> _WRITTEN TASK_
From the records below, extract every line that contains the string "display", with matching sensitive to case.

---------- SUPPLIED DATA

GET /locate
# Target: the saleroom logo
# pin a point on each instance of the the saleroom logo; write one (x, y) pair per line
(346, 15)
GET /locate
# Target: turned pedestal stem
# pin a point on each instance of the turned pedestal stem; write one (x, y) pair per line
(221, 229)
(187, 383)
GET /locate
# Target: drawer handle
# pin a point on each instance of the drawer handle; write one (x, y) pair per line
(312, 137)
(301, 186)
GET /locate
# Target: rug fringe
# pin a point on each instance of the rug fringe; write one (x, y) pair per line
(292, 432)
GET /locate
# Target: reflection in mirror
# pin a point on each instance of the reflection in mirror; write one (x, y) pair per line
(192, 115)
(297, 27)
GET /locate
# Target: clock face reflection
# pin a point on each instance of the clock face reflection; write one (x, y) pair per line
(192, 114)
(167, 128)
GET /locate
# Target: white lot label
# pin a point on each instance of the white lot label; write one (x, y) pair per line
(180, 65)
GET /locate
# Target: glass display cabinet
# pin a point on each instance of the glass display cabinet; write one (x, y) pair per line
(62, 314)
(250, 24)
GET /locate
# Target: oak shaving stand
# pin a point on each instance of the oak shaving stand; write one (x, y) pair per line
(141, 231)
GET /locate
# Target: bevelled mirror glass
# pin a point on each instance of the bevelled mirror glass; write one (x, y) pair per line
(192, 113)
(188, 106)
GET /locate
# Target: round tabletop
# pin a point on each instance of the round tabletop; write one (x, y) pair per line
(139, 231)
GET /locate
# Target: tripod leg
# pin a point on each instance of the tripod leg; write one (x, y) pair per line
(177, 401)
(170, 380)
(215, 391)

--------------------
---------- SUPPLIED DATA

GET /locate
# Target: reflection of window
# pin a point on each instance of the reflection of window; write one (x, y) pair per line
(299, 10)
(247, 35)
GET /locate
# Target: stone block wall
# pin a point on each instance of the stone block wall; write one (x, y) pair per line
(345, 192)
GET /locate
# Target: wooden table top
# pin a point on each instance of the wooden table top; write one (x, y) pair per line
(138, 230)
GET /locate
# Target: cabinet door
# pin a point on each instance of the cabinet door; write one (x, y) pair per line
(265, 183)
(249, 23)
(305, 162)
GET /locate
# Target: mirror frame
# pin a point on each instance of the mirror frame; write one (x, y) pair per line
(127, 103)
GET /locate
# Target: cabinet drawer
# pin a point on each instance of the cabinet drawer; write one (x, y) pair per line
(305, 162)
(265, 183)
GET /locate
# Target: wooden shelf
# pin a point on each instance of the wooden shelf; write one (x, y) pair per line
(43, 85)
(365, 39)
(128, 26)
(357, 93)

--------------------

> _EXERCISE RESULT_
# Target: glass display cabinet
# pin a point on each instance of the glass display cabinet; write one (x, y) pair per line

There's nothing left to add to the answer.